**What you need to do**
Transcribe all of the data exactly. Omit the pictures.
=======
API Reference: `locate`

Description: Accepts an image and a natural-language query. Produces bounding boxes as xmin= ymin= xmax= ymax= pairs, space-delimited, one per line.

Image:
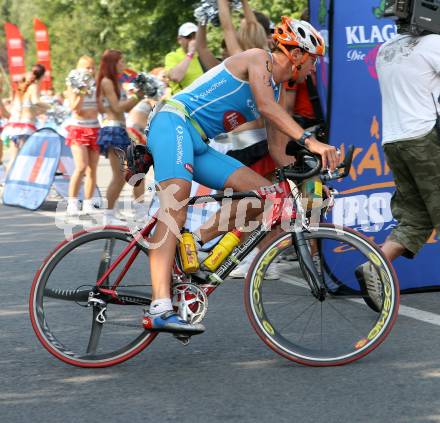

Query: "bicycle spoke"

xmin=31 ymin=229 xmax=157 ymax=367
xmin=246 ymin=226 xmax=399 ymax=366
xmin=321 ymin=303 xmax=325 ymax=351
xmin=262 ymin=292 xmax=311 ymax=312
xmin=277 ymin=299 xmax=317 ymax=332
xmin=97 ymin=238 xmax=115 ymax=287
xmin=298 ymin=301 xmax=318 ymax=344
xmin=325 ymin=298 xmax=366 ymax=337
xmin=86 ymin=308 xmax=104 ymax=354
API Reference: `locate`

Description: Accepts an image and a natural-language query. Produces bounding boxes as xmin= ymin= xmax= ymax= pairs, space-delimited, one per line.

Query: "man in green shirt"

xmin=165 ymin=22 xmax=204 ymax=95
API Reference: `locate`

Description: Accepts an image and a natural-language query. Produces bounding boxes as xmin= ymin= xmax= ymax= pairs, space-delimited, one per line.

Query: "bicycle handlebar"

xmin=282 ymin=141 xmax=355 ymax=183
xmin=321 ymin=144 xmax=354 ymax=182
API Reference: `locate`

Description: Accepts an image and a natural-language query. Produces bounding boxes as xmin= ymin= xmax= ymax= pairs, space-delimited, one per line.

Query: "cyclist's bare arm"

xmin=265 ymin=87 xmax=294 ymax=167
xmin=243 ymin=49 xmax=338 ymax=170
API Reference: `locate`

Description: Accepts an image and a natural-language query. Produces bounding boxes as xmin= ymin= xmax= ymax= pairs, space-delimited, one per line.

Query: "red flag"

xmin=4 ymin=23 xmax=26 ymax=90
xmin=33 ymin=18 xmax=53 ymax=91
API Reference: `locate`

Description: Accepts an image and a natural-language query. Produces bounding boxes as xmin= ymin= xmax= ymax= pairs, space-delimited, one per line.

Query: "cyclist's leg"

xmin=148 ymin=178 xmax=191 ymax=300
xmin=193 ymin=145 xmax=272 ymax=242
xmin=148 ymin=112 xmax=195 ymax=300
xmin=146 ymin=111 xmax=204 ymax=333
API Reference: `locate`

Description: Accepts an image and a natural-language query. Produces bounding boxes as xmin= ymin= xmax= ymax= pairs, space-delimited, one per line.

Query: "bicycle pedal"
=======
**Solution for this exercise**
API Reference: `locate`

Description: Accepts an image and a natural-language query. Produces bounding boxes as xmin= ymin= xmax= ymax= pairs, space-delimited, one per line.

Image:

Query: "bicycle spoke"

xmin=31 ymin=229 xmax=157 ymax=367
xmin=246 ymin=226 xmax=399 ymax=366
xmin=321 ymin=303 xmax=325 ymax=351
xmin=262 ymin=292 xmax=311 ymax=312
xmin=277 ymin=299 xmax=317 ymax=332
xmin=97 ymin=238 xmax=115 ymax=287
xmin=298 ymin=301 xmax=318 ymax=344
xmin=325 ymin=298 xmax=366 ymax=337
xmin=86 ymin=308 xmax=104 ymax=354
API Reference: `locate`

Description: Accepts an image and a natural-language query. Produces bounding boxes as xmin= ymin= xmax= ymax= pairs, space-delimited, one per line.

Query: "man in green shirt"

xmin=165 ymin=22 xmax=204 ymax=95
API Reference: `locate`

Description: Accepts an image and a natural-language query. Produces bounding boxes as xmin= ymin= xmax= ymax= pairs, space-delimited, one per line.

Query: "bicycle handlebar"

xmin=282 ymin=141 xmax=355 ymax=183
xmin=321 ymin=144 xmax=354 ymax=182
API Reference: `locate`

Description: Accepts an image and a natural-language query. Produces bounding boxes as xmin= ymin= xmax= ymax= pairs, space-delimited, one per line.

Query: "cyclist's bare arm"

xmin=265 ymin=87 xmax=294 ymax=167
xmin=243 ymin=49 xmax=338 ymax=170
API Reference: `locate`

Description: Accepts an image and a natural-language query. Produces bounding boxes as xmin= ymin= xmax= ymax= pairs, space-delimited, one per line.

Query: "red flag"

xmin=4 ymin=23 xmax=26 ymax=90
xmin=33 ymin=18 xmax=53 ymax=91
API Reference: `locate`

Description: Accepts an image and a natural-language query. Produces bounding boxes as xmin= ymin= xmax= ymax= pairs, space-delimited, one per line.

Query: "cyclist's leg"

xmin=148 ymin=178 xmax=191 ymax=300
xmin=193 ymin=145 xmax=272 ymax=242
xmin=148 ymin=112 xmax=195 ymax=300
xmin=146 ymin=111 xmax=204 ymax=333
API Reference: `locate`

Description: Accepts an image and a natural-language query. Produces bounding boxes as xmin= ymin= xmax= ymax= pairs, space-delimited, one per line.

Query: "bicycle pedal"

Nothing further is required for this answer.